Task goal: What is needed here is an exact repetition of the records below, beginning at the line that has "formatted like [183,928]." and stopping after the line that has "Mark each instance of the stone column".

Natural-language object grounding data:
..............................

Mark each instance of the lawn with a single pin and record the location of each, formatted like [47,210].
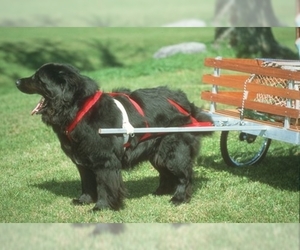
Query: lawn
[38,180]
[121,13]
[151,237]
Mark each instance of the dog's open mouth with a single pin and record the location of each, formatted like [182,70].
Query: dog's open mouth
[39,106]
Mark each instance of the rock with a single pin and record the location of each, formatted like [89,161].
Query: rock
[184,48]
[187,23]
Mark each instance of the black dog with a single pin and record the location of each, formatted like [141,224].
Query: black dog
[74,107]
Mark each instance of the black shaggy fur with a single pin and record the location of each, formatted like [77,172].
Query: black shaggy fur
[100,158]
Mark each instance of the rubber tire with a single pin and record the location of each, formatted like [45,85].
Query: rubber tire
[229,160]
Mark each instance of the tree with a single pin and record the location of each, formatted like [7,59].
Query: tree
[250,41]
[246,13]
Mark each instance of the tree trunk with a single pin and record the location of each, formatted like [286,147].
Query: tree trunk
[245,13]
[254,42]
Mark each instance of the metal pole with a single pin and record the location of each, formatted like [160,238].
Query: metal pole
[158,130]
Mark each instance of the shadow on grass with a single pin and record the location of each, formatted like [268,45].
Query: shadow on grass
[31,55]
[136,188]
[280,172]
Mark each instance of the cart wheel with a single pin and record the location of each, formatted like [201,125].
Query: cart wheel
[240,149]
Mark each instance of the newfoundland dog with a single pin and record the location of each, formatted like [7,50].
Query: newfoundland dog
[76,109]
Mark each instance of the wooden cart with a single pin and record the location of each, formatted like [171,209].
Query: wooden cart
[262,101]
[259,93]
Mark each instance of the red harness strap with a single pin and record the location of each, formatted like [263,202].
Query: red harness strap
[90,102]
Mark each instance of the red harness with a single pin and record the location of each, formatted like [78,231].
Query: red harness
[90,102]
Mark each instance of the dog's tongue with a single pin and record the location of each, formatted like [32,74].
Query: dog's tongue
[38,106]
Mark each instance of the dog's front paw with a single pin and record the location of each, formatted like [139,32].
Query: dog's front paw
[101,205]
[82,200]
[178,201]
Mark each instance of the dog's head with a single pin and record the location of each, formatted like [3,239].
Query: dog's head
[60,86]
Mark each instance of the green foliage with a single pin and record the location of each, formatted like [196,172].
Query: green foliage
[38,180]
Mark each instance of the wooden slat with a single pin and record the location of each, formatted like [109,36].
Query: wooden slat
[230,81]
[251,66]
[236,114]
[286,93]
[237,81]
[226,98]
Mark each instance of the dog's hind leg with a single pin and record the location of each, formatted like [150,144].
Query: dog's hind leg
[88,186]
[174,161]
[110,188]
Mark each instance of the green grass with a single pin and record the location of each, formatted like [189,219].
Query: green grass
[152,237]
[38,181]
[121,13]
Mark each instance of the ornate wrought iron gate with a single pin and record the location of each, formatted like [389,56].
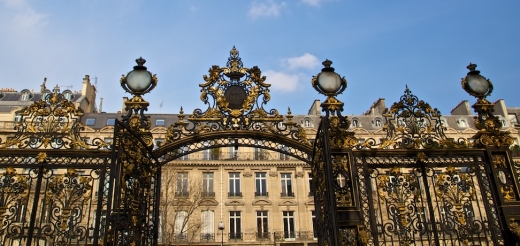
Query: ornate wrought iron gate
[416,186]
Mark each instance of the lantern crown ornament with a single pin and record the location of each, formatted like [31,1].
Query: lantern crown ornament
[330,84]
[476,84]
[489,125]
[139,81]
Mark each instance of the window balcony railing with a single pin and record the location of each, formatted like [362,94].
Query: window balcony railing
[207,237]
[235,194]
[263,235]
[294,236]
[235,235]
[181,194]
[181,236]
[208,194]
[263,193]
[239,156]
[287,194]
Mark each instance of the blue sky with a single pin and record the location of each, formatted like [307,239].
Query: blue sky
[379,46]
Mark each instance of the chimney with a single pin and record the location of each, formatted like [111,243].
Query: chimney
[101,105]
[42,87]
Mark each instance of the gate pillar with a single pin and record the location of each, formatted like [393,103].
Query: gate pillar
[505,173]
[136,176]
[337,209]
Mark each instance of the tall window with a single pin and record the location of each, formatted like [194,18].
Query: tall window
[180,228]
[288,225]
[311,185]
[286,185]
[232,153]
[207,185]
[283,156]
[262,225]
[314,225]
[207,227]
[259,152]
[184,150]
[234,184]
[182,185]
[235,231]
[261,184]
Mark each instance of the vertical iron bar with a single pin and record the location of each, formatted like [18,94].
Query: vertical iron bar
[35,205]
[371,209]
[330,203]
[157,203]
[429,201]
[101,194]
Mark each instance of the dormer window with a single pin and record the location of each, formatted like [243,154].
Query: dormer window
[355,123]
[377,123]
[68,95]
[26,96]
[462,123]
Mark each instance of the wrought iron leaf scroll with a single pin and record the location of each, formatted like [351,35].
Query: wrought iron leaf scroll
[235,97]
[51,123]
[413,124]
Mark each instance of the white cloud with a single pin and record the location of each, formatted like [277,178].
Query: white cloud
[306,61]
[281,81]
[23,16]
[261,9]
[312,2]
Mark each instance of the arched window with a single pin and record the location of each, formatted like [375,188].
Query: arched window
[355,123]
[26,96]
[377,123]
[462,123]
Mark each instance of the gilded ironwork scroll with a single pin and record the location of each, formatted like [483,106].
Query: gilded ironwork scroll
[427,199]
[50,123]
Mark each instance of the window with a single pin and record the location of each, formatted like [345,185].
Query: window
[184,150]
[341,180]
[284,157]
[462,123]
[262,225]
[180,229]
[355,123]
[207,185]
[286,185]
[67,95]
[46,96]
[109,142]
[307,123]
[26,96]
[158,142]
[261,184]
[259,152]
[377,123]
[111,122]
[18,117]
[311,185]
[207,227]
[159,122]
[182,185]
[90,122]
[234,184]
[232,153]
[314,224]
[235,231]
[288,225]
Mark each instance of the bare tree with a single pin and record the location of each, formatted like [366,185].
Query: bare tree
[180,202]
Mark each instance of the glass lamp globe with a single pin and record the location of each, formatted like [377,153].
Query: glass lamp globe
[477,84]
[329,82]
[139,80]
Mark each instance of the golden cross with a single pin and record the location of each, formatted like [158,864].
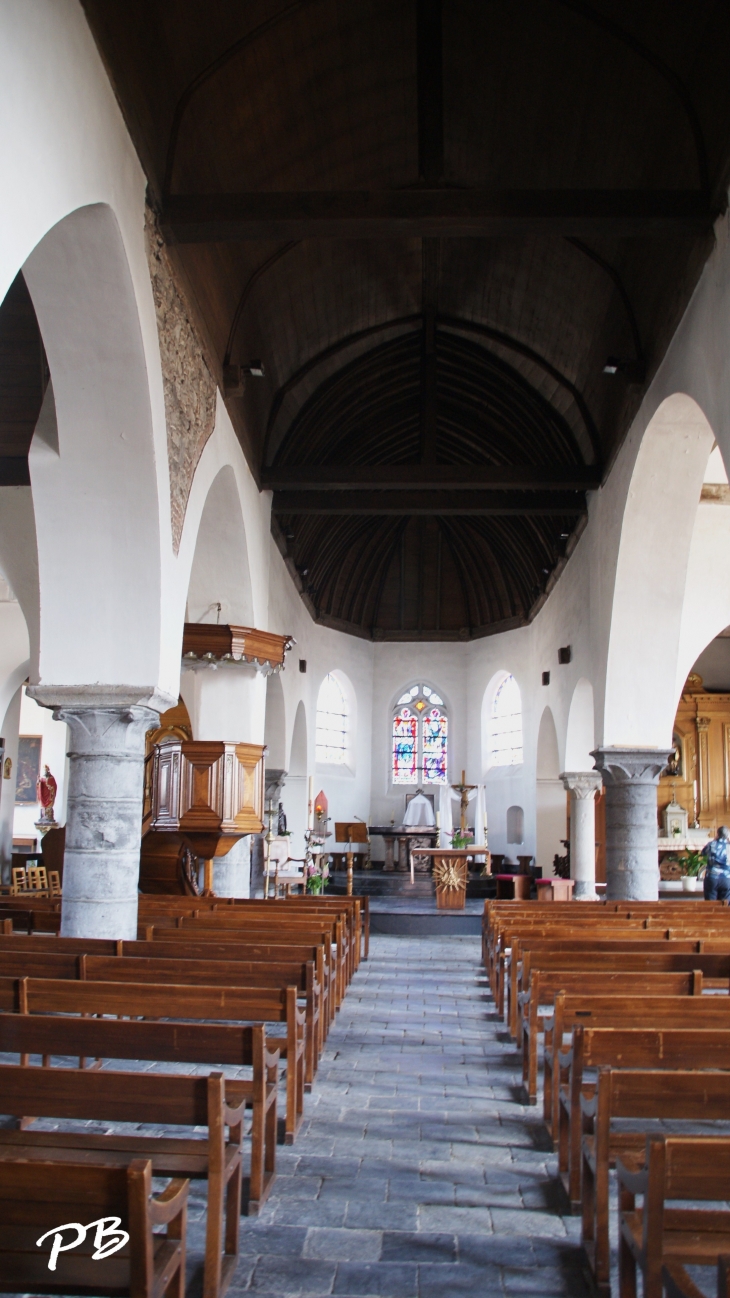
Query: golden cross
[464,791]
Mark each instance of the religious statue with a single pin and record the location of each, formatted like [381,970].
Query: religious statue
[46,791]
[282,820]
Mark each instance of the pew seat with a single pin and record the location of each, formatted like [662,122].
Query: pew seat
[34,1197]
[121,1097]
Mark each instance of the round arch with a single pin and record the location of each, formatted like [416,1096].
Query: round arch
[274,728]
[550,800]
[651,575]
[92,465]
[489,697]
[220,574]
[350,698]
[579,740]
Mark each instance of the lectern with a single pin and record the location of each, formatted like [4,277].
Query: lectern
[350,833]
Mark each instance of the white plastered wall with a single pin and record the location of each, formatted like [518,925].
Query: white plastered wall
[73,220]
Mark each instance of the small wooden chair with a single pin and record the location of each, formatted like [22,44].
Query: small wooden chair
[677,1168]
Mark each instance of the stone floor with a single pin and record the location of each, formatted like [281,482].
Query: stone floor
[417,1174]
[418,1171]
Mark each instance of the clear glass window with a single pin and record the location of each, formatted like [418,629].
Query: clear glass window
[333,722]
[505,739]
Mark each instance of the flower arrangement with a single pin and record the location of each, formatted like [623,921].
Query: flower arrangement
[461,840]
[317,874]
[692,863]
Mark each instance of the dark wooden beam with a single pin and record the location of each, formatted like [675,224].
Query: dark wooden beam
[430,90]
[311,478]
[431,213]
[430,257]
[427,502]
[14,471]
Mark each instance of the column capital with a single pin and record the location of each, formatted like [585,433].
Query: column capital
[630,765]
[101,696]
[582,784]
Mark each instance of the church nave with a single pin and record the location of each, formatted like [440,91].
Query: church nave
[418,1172]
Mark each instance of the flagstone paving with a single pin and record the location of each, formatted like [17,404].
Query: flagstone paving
[418,1172]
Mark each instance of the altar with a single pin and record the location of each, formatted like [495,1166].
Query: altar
[400,843]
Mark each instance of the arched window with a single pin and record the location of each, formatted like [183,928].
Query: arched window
[333,722]
[420,737]
[505,724]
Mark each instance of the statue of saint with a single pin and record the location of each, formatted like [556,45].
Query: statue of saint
[46,791]
[282,819]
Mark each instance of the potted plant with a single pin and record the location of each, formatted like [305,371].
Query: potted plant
[692,865]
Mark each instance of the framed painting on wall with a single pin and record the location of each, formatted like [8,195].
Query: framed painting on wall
[29,769]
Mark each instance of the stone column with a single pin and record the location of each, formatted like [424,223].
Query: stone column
[630,776]
[231,874]
[104,805]
[583,787]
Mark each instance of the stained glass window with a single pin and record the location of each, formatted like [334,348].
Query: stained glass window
[505,732]
[404,746]
[420,737]
[434,727]
[333,722]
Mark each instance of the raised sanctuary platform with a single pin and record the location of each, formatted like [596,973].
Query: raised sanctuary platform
[409,909]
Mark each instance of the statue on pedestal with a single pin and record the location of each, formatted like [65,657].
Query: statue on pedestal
[281,820]
[46,791]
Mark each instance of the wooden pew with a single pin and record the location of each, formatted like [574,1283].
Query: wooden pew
[34,1197]
[646,1094]
[544,987]
[598,953]
[318,930]
[177,1001]
[676,1167]
[557,931]
[124,1097]
[570,1011]
[161,911]
[168,1042]
[678,1284]
[621,1048]
[121,968]
[356,909]
[243,944]
[252,953]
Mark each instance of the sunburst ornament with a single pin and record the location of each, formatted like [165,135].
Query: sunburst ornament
[448,876]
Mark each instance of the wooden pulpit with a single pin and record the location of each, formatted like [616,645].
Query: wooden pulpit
[208,793]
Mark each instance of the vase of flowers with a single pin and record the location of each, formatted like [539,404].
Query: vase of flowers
[692,865]
[461,840]
[317,874]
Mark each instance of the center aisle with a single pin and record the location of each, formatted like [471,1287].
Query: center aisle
[417,1171]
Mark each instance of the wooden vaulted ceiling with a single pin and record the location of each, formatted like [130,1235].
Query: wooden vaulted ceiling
[433,222]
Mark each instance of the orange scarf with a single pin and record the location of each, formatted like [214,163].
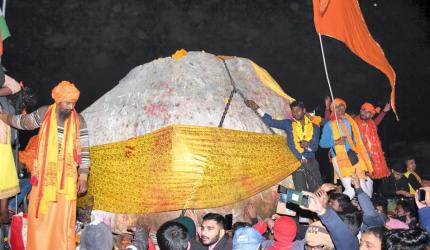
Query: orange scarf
[371,140]
[54,170]
[364,164]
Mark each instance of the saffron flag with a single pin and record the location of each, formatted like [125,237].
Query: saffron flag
[343,20]
[4,33]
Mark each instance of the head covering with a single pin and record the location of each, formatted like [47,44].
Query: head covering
[317,234]
[284,230]
[65,92]
[261,227]
[96,236]
[337,102]
[188,223]
[246,238]
[369,107]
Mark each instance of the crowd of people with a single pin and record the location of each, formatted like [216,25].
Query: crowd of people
[345,214]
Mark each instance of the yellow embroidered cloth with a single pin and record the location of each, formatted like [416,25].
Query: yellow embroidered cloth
[184,166]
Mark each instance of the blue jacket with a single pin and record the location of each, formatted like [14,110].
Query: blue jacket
[286,126]
[342,237]
[327,136]
[371,218]
[424,216]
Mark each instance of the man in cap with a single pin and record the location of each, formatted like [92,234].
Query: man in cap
[302,138]
[8,178]
[349,155]
[247,238]
[369,132]
[60,171]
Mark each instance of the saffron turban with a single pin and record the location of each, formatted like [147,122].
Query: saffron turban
[369,107]
[65,92]
[337,102]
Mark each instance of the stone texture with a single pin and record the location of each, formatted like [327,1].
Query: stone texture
[192,90]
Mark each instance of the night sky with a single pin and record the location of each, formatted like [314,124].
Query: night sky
[96,43]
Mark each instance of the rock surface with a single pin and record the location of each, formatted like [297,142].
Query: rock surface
[192,90]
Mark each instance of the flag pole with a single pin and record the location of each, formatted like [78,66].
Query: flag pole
[328,82]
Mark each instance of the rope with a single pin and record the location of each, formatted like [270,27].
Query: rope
[236,90]
[329,84]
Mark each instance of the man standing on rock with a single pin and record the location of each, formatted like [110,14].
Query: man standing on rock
[302,139]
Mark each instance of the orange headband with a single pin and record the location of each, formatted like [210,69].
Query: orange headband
[337,102]
[369,107]
[65,92]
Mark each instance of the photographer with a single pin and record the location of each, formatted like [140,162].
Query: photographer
[339,232]
[424,208]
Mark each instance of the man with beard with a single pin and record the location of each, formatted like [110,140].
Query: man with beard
[8,178]
[302,139]
[60,170]
[213,233]
[349,155]
[369,132]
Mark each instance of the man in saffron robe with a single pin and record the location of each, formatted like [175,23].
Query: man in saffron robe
[347,149]
[60,171]
[369,132]
[302,139]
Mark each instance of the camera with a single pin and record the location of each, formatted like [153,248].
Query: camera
[421,195]
[292,196]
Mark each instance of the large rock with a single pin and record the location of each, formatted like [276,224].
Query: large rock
[192,90]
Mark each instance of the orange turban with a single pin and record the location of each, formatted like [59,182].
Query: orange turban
[337,102]
[369,107]
[65,92]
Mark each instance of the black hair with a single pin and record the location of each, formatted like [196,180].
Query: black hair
[172,235]
[407,206]
[216,217]
[352,221]
[380,201]
[399,239]
[299,104]
[344,201]
[378,232]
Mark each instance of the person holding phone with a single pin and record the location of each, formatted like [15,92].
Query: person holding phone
[302,139]
[213,233]
[422,199]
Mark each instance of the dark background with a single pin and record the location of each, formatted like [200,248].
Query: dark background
[96,43]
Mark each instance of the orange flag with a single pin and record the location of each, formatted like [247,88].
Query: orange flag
[342,20]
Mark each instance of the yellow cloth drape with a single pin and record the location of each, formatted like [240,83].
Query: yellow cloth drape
[183,166]
[269,82]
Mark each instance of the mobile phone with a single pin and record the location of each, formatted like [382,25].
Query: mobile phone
[421,195]
[297,197]
[228,221]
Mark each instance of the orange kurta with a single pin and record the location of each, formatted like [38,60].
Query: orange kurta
[372,143]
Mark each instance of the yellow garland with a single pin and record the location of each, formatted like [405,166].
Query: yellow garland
[302,133]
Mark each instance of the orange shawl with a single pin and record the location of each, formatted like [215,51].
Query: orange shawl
[54,170]
[364,164]
[371,140]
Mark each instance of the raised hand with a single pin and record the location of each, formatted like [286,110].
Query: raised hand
[387,107]
[327,102]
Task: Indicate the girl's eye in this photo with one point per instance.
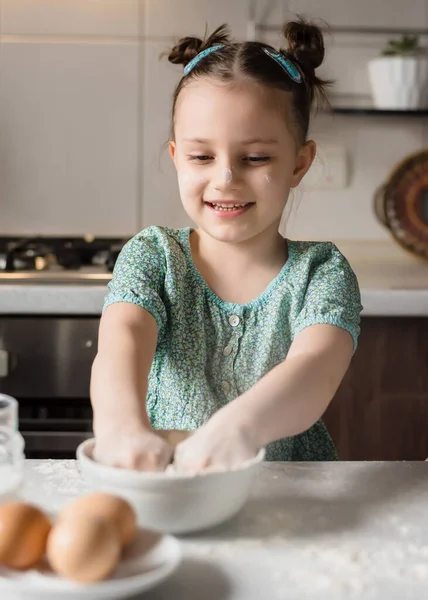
(257, 159)
(200, 158)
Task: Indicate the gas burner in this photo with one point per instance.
(40, 254)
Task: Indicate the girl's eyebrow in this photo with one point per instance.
(245, 142)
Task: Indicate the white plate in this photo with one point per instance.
(150, 559)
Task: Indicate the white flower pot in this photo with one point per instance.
(399, 83)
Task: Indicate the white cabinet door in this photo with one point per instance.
(68, 143)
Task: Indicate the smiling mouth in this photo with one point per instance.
(228, 207)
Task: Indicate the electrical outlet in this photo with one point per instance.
(329, 171)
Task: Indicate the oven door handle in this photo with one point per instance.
(54, 440)
(4, 363)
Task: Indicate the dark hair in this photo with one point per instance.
(305, 48)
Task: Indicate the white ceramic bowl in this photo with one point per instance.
(172, 502)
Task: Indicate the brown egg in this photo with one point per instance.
(107, 506)
(84, 548)
(24, 530)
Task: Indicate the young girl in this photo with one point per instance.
(228, 329)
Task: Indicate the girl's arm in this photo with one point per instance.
(295, 394)
(126, 347)
(285, 402)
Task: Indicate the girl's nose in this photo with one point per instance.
(224, 178)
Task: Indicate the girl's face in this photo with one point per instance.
(236, 158)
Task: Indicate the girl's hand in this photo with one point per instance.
(214, 445)
(137, 448)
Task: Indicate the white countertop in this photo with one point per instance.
(88, 299)
(394, 285)
(330, 531)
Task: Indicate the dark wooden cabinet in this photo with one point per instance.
(380, 411)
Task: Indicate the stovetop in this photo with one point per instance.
(58, 260)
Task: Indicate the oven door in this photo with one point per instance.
(45, 363)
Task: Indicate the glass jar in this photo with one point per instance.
(12, 446)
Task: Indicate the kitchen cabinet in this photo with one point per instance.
(380, 411)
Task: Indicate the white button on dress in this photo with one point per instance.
(234, 320)
(225, 386)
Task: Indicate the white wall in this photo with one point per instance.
(85, 104)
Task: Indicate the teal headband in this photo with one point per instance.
(287, 65)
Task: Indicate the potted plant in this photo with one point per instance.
(399, 77)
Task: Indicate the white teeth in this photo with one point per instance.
(228, 206)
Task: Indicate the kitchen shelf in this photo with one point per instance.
(379, 112)
(351, 30)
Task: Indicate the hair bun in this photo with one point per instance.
(305, 43)
(186, 50)
(189, 47)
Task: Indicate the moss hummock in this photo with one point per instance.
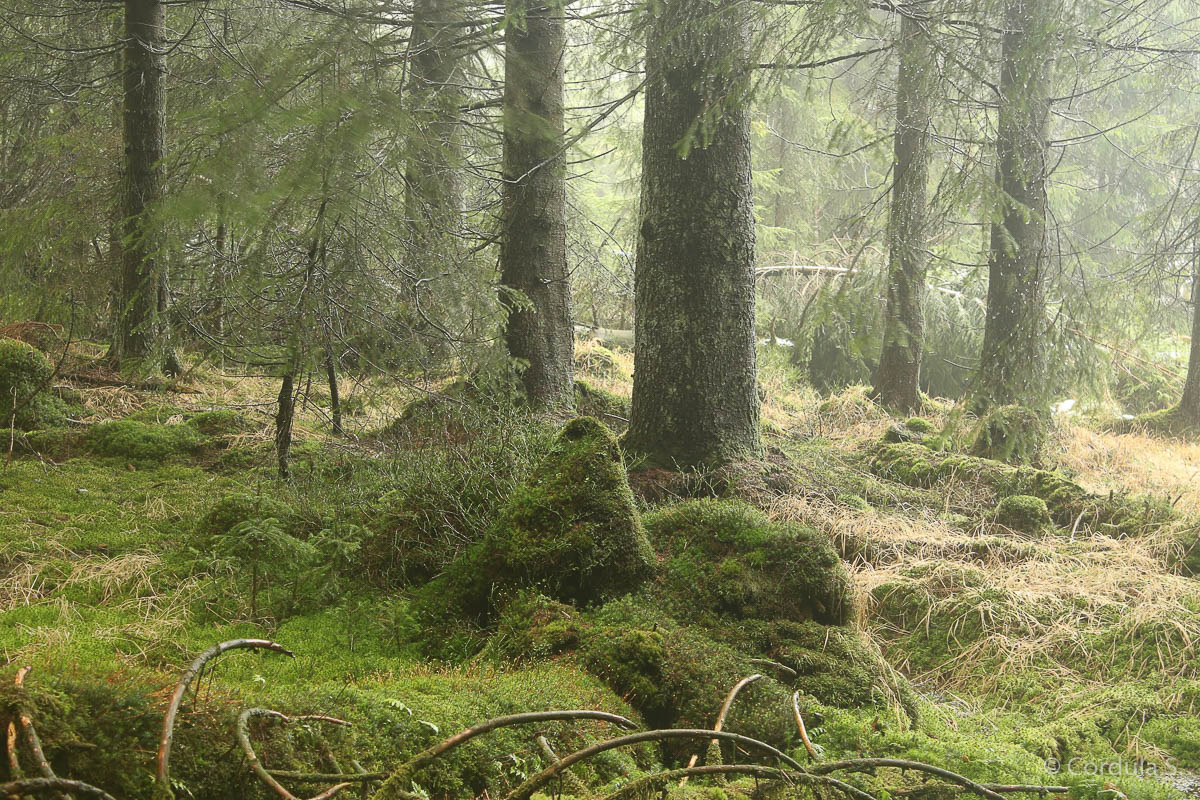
(571, 531)
(25, 398)
(724, 559)
(1024, 512)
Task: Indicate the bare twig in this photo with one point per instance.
(393, 788)
(60, 785)
(724, 713)
(804, 732)
(257, 765)
(162, 779)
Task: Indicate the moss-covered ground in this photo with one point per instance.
(969, 630)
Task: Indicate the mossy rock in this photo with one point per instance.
(232, 510)
(1024, 512)
(571, 531)
(724, 559)
(141, 441)
(1013, 434)
(27, 401)
(676, 675)
(221, 422)
(1066, 500)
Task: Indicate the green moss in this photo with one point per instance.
(25, 398)
(571, 531)
(1012, 433)
(1024, 512)
(593, 401)
(221, 421)
(139, 441)
(725, 559)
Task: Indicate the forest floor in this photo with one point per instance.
(1066, 645)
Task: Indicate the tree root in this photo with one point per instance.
(162, 777)
(257, 765)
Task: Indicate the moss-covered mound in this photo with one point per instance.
(1067, 501)
(1024, 512)
(25, 398)
(141, 441)
(724, 559)
(571, 531)
(1012, 433)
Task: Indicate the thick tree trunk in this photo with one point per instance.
(1189, 405)
(1013, 364)
(144, 136)
(904, 326)
(533, 251)
(695, 398)
(433, 196)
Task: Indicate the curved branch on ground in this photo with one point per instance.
(60, 785)
(724, 713)
(391, 787)
(864, 764)
(162, 777)
(534, 783)
(804, 732)
(257, 765)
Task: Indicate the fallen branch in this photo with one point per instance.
(31, 740)
(541, 779)
(804, 732)
(724, 713)
(865, 764)
(162, 779)
(60, 785)
(391, 788)
(257, 765)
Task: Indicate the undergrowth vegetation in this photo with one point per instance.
(925, 602)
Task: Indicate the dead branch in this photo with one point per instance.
(391, 787)
(804, 732)
(724, 713)
(577, 787)
(257, 765)
(534, 783)
(162, 779)
(867, 764)
(31, 739)
(60, 785)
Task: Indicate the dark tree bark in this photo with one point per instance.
(144, 134)
(695, 398)
(283, 417)
(1189, 405)
(433, 196)
(897, 378)
(1013, 362)
(533, 251)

..............................

Completed task:
Mark each instance of the arched window with a single pin and record the location of each, formatted like [183,928].
Query: arched window
[333,722]
[420,737]
[505,724]
Mark each instance of the statue of saint with a single pin and record the location of each, formatted like [556,45].
Query: statue of saint
[46,791]
[282,819]
Mark each instance of the potted plant with a single pin and record the location of each, formatted like [305,371].
Query: potted plant
[692,865]
Mark each instance of the framed painting on wall with a single pin and record the location of each, formatted like [8,195].
Query: framed painting on wall
[29,769]
Mark each instance of the stone column with a single pin and record the location of each, formatted like [424,223].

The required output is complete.